[BEGIN Given entries]
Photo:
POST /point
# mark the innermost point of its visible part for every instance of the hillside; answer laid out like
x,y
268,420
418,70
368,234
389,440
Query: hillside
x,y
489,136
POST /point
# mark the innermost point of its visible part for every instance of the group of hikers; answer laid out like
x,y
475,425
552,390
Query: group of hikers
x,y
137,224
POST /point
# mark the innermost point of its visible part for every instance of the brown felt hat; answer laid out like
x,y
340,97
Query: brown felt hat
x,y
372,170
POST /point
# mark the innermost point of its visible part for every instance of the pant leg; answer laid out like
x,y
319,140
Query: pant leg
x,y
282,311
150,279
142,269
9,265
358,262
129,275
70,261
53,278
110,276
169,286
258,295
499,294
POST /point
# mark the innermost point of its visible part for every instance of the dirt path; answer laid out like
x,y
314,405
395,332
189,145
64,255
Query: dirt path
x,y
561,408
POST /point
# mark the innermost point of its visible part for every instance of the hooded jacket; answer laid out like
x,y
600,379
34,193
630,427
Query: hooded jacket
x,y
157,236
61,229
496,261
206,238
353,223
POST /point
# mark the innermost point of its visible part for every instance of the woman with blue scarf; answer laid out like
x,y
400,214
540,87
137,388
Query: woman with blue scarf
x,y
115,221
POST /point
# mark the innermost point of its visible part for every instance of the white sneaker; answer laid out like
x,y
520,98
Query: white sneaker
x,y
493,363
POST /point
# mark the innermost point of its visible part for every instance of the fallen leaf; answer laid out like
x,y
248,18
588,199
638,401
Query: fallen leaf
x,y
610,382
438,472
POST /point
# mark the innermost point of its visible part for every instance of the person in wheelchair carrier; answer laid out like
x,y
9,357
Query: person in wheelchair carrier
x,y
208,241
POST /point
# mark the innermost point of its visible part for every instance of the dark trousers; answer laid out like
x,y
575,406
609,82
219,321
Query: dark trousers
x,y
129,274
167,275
[END Given entries]
▸ The exercise: Pull out each record as written and restate it exactly.

▸ Answer for the task:
Photo:
POST /point
# mark the innermost point of its visible part for every instance of the hillside; answer laid out like
x,y
268,420
418,70
368,234
389,440
Query: hillside
x,y
489,136
POST /point
# mark the innermost point of its visible part for every instance of the group of hikers; answer laid out like
x,y
475,425
552,390
Query: group of hikers
x,y
137,224
POST /point
# mark the innermost point of its visible part for every instance of the brown felt hat; answer laid out like
x,y
340,97
Query: brown felt hat
x,y
372,170
POST /point
# mark the innermost point of its visible part for every instance of the pant leg; answer laid out like
x,y
319,140
Query: pant leg
x,y
282,311
150,279
142,269
9,265
358,262
129,275
70,261
53,278
110,276
169,286
258,295
499,294
POST /point
# mark the innermost point of its visible part for every instance of the dirt path; answer laid out like
x,y
314,405
395,332
189,145
64,255
Query: dirt path
x,y
561,408
POST /point
# mark the innermost point of its visible part for every instance of the hooded jacket; answer laid out like
x,y
600,379
34,193
630,427
Query: hooded jacket
x,y
157,236
61,229
496,261
206,238
353,223
POST /point
# mark the innermost point of its visible part for every instance of the woman with blue scarf; answer laid out like
x,y
400,214
540,87
137,388
Query: woman with blue scarf
x,y
115,221
POST /point
# mark the innermost point of its visible part for every instance of the white sneaker; answer laid out like
x,y
520,98
Query: white sneaker
x,y
493,363
POST /point
# mark the innermost point of its visible part for every instance of the fallen leaf; answer laid out like
x,y
248,18
588,199
638,401
Query: fallen leaf
x,y
610,382
438,472
POST /point
# mark the innermost point of its visible part for every instance of the person in wheelchair carrier; answer laid out like
x,y
9,357
Query: person in wheelchair carrier
x,y
208,241
POST /point
# mark the innermost point of its visible part for every instance of the dark trousers; answer laid out like
x,y
575,406
609,82
219,321
Query: dark trousers
x,y
129,274
167,275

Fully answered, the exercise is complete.